# TASK REQUIREMENTS
- a) In the forum thread about the fishy-smelling lab, at what age was the 1-year-old bitch neutered?
- b) In the forum thread about the fishy-smelling lab, rewrite the paragraph beginning "she's fed beta active" as a shorter paragraph that keeps its main facts.
- c) Carry on the forum thread about the fishy-smelling lab with the next reply, picking up after its last post.

# GIVEN PASSAGE
□ □ □ □ □ □ □

# My lab bitch smells fishy



## louise1967 (24 November 2009)

Why would my lab bitch smell fish most of the time round her back end, I have 2 lab bitches both neutered, and its the 1 yr old that smalls strongly, it attracts my dog lab to that end and hes neutered to.


----------



## CorvusCorax (24 November 2009)

Do you feed James Wellbeloved?

It could be her anal glands?

I would take her to the vet to rule out an infection and anal glands, as mentioned.


----------



## louise1967 (24 November 2009)

she's fed beta active and I dont think its her anal glands as shes not bothered by that end nor does she scrape her behind along the ground, my last dog used to suffer with blocked anal glands, so I sort of know haw to spot that, I did wonder if it was anything to do with either being neutered at 8 months before her 1st season or her not washing herself, she is fine in herself, but has had this smell for months


----------



## CAYLA (24 November 2009)

If she is scooting as CC suggests it's def her glands, Beta......I find makes dogs into farting machines, I made the mistake of picking a bag up the other week when none of my usual stuff was in, my dogs where farting and crapping like troopers 
	
	
		
		
	


	








Not read properly 
	
	
		
		
	


	




, but would still see if her glands need a squeeze, sometimes they dont scoot.....she may have an infection if she is letting off punginty smells then, I would take a urine sample and her off to the vet, something sounds out of balance down there.

□ □ □ □ □ □ □

# EXTRACTED DATA
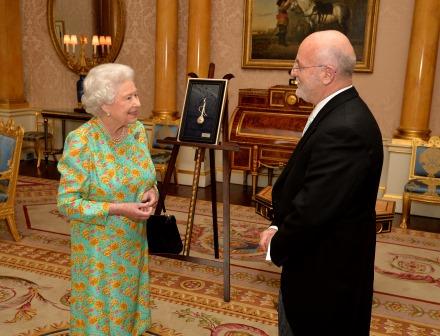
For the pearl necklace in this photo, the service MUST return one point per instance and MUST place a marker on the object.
(120, 137)
(117, 139)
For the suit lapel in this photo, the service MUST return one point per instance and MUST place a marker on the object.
(324, 113)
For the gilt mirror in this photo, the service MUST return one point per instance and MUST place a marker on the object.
(86, 33)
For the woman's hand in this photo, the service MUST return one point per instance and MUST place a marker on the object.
(150, 197)
(133, 211)
(266, 237)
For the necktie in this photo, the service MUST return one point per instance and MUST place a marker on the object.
(309, 121)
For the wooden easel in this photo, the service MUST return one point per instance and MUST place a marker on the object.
(225, 147)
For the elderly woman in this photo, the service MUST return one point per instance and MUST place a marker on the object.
(107, 191)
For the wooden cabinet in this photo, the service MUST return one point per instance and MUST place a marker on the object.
(267, 124)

□ □ □ □ □ □ □

# SET OF ANSWERS
- a) She was neutered at 8 months, before her first season.

- b) The dog is fed Beta Active. The poster doubts her anal glands are the cause, because she isn't bothered at that end and doesn't scrape her behind along the ground. A previous dog had blocked anal glands, so the poster knows the signs. The poster wonders whether the smell comes from her neutering at 8 months, before her first season, or from her not washing herself. She is otherwise well but has had the smell for months.

- c)
----------



## louise1967 (24 November 2009)

I will ask the vet what he thinks, they seem fine on beta never have upset tummies, diariahh or wind, infact they have stomaches of steal I feed them anything and everything, they are very slimline labs so always trying to feed them up.  Having had a dog previously who had a lot of anal gland problems throughout his life, he never experienced a fishy smell, but the smell is def from that end, just not sure which dept though


----------



## PucciNPoni (25 November 2009)

Sounds like anal glands to me.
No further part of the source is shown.